#### Extracted entries
________________

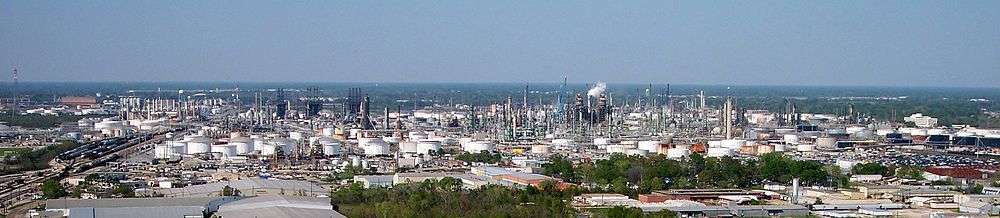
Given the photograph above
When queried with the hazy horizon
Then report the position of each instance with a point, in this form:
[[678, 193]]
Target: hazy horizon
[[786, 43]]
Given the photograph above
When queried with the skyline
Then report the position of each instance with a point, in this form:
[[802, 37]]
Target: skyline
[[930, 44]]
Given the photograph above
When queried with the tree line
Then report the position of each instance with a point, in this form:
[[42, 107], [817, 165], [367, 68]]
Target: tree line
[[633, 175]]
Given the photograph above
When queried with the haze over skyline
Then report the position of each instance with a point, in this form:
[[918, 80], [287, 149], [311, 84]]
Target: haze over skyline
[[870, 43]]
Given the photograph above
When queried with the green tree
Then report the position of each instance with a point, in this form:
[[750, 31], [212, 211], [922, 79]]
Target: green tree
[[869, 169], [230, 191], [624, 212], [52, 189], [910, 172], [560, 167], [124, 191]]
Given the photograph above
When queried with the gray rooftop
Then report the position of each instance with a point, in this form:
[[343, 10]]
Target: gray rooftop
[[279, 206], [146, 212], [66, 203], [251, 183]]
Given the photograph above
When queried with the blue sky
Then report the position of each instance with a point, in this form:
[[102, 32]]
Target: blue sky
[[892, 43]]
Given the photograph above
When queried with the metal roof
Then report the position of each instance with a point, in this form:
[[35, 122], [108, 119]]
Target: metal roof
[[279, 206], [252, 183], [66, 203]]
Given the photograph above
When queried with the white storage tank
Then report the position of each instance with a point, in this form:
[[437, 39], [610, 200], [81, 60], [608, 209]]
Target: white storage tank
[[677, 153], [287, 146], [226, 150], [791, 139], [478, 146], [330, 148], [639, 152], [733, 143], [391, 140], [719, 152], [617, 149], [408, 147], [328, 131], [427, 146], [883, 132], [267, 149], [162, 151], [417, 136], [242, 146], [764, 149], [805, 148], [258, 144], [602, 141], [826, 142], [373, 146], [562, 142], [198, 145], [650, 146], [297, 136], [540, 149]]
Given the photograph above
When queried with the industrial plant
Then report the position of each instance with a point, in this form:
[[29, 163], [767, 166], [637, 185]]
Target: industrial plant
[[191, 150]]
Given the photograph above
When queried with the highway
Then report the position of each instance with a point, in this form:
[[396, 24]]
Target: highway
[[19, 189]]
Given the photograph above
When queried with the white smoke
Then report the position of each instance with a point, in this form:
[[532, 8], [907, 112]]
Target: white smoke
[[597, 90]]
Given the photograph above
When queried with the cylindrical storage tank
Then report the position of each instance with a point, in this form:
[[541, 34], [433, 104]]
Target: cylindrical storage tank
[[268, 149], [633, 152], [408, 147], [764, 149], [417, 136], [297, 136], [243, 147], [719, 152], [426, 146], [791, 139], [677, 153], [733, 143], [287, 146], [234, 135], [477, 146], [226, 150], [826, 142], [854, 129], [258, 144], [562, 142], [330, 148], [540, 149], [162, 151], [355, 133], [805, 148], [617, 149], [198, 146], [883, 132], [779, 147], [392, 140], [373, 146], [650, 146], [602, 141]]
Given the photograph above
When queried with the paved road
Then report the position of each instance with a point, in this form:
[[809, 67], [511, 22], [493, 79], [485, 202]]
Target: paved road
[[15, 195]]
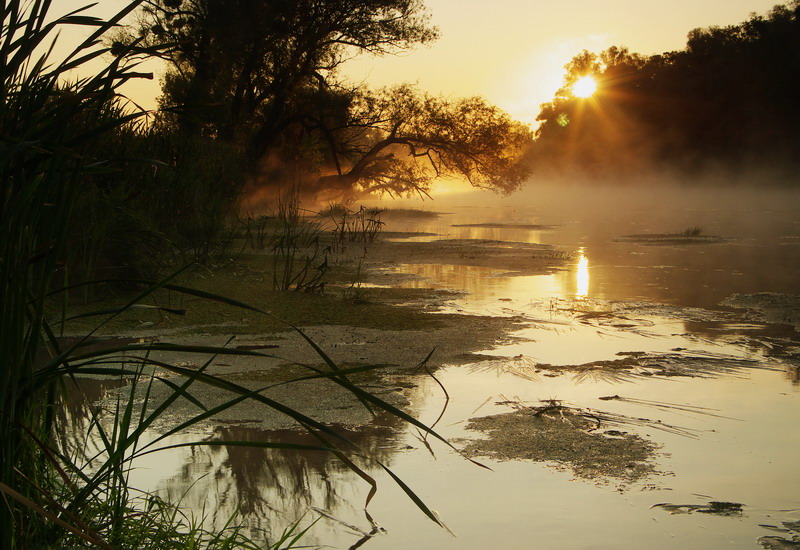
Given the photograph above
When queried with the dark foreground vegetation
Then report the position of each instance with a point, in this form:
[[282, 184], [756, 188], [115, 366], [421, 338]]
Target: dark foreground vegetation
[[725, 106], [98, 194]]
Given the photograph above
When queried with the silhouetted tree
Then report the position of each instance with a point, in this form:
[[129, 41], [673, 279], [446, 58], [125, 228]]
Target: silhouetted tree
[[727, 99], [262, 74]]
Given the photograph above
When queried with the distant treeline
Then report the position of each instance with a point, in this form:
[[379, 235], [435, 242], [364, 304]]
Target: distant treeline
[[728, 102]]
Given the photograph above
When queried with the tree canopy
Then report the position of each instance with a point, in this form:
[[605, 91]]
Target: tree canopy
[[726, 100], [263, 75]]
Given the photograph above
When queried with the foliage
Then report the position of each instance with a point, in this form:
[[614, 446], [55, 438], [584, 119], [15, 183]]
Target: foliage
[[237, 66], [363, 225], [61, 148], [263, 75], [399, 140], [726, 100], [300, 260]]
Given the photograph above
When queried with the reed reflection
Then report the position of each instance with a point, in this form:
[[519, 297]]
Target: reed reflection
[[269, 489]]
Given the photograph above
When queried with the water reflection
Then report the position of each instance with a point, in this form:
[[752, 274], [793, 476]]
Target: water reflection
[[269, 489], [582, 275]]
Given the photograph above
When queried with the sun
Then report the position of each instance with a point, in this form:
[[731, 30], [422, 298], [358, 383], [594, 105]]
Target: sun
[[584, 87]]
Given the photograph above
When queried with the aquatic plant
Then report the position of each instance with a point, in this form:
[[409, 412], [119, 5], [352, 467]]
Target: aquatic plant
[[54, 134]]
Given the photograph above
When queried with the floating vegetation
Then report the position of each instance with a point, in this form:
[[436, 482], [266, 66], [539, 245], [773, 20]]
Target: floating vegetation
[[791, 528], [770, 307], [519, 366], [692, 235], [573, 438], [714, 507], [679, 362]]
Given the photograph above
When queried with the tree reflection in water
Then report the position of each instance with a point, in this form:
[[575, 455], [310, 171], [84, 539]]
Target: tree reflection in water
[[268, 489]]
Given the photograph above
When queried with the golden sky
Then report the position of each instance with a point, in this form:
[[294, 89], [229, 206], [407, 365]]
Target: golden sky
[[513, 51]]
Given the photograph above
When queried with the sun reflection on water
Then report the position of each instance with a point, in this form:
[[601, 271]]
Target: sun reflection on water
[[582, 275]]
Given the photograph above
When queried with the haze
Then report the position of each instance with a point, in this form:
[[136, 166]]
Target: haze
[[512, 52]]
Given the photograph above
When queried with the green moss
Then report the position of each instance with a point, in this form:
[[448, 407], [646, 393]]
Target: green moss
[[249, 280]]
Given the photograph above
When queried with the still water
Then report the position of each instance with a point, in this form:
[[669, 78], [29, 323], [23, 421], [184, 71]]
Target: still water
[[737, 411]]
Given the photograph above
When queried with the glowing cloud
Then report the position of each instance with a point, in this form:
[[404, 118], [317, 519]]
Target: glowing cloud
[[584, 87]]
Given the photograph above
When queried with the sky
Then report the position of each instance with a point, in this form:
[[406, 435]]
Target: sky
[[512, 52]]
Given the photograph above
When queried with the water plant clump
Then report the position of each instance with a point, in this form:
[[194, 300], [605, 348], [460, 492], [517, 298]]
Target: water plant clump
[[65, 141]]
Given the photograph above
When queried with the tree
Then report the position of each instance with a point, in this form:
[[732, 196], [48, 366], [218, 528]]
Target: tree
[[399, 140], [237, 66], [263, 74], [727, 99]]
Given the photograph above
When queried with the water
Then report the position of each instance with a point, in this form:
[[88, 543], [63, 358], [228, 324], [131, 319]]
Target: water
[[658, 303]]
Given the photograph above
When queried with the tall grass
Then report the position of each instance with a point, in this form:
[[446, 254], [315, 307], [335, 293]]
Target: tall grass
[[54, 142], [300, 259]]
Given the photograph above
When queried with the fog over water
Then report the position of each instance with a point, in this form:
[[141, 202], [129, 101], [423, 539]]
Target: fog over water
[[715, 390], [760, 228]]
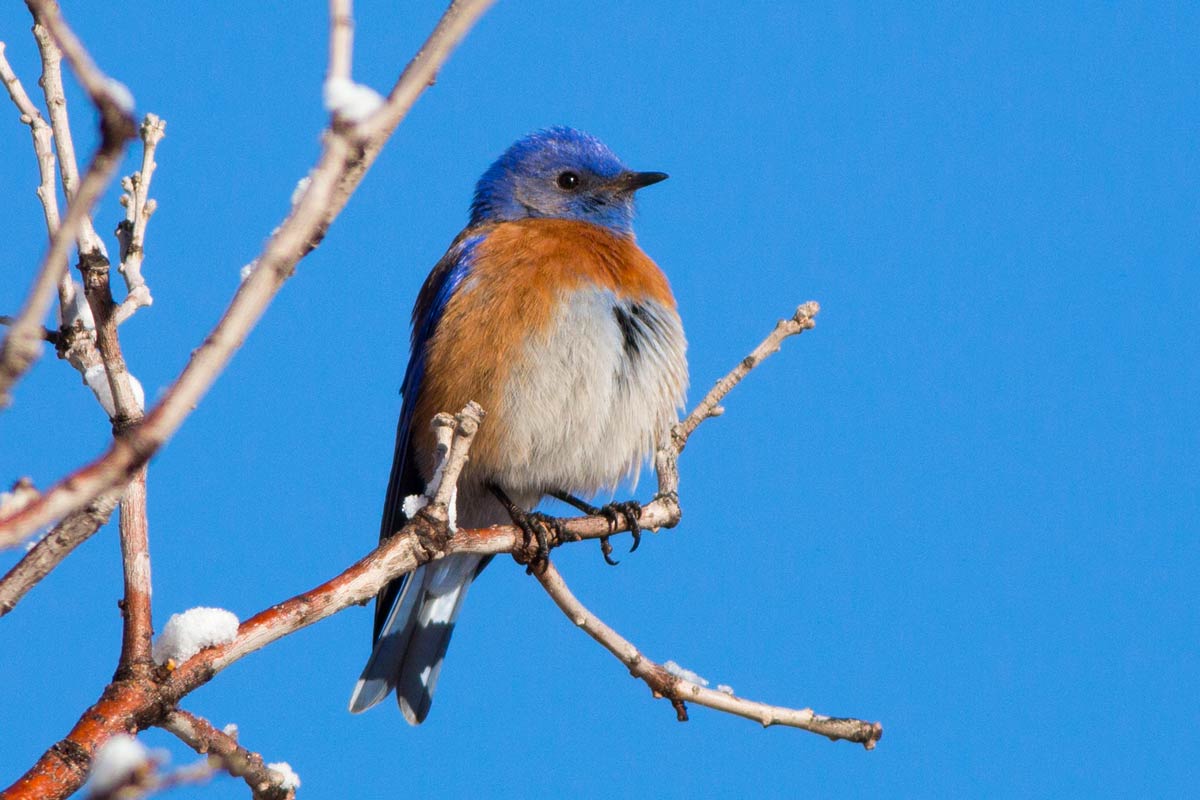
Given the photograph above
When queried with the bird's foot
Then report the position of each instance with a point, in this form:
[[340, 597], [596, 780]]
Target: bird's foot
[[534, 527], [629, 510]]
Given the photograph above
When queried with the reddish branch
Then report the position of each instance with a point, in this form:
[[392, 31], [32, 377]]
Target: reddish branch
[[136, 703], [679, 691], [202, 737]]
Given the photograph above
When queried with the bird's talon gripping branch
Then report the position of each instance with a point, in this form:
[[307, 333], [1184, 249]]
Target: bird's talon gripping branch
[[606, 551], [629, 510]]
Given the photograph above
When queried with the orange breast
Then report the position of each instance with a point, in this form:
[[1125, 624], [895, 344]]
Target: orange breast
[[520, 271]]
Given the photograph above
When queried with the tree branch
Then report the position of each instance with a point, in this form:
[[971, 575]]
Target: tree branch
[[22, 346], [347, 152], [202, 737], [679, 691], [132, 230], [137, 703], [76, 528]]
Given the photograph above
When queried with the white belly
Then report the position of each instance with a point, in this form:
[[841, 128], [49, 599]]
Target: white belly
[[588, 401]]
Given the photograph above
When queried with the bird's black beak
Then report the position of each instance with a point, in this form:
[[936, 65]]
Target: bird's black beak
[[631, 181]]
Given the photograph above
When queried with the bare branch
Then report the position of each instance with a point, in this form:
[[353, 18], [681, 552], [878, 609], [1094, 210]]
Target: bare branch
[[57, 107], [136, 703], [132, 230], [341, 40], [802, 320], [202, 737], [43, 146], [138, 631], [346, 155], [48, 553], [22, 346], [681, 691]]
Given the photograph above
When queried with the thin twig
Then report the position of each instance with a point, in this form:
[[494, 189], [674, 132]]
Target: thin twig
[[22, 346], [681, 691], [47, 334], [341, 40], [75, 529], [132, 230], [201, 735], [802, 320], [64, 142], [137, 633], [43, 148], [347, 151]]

________________

#### Aim of the task
After locating the line containing "When queried with the thin twig", give that line and every later line of the listing again exactly, up to and including the last.

#### Exercise result
When queried with the thin twig
Then report the position of each instance with a point, in this form:
[[494, 189], [674, 132]]
Target: thin twig
[[22, 346], [681, 691], [47, 334], [341, 40], [75, 529], [132, 230], [201, 735], [802, 320], [64, 142], [137, 633], [43, 148], [347, 151]]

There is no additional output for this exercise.